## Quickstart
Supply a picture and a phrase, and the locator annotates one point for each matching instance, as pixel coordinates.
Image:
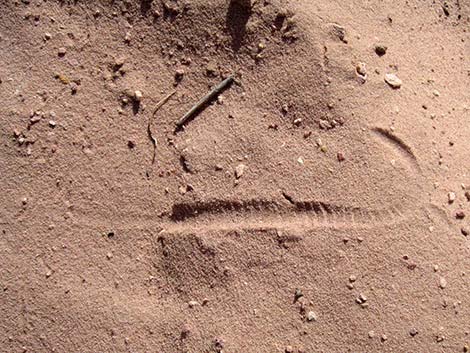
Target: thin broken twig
(204, 100)
(149, 129)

» **WHAT NEEDS TO BE DONE**
Pick out every line of the listing above that contains the string "instance", treating uppercase and lowercase as different.

» **RESULT OF THIS TASK**
Supply a picture and a phrase, and the locator annotates one point for each matching instance, as pixel coordinates.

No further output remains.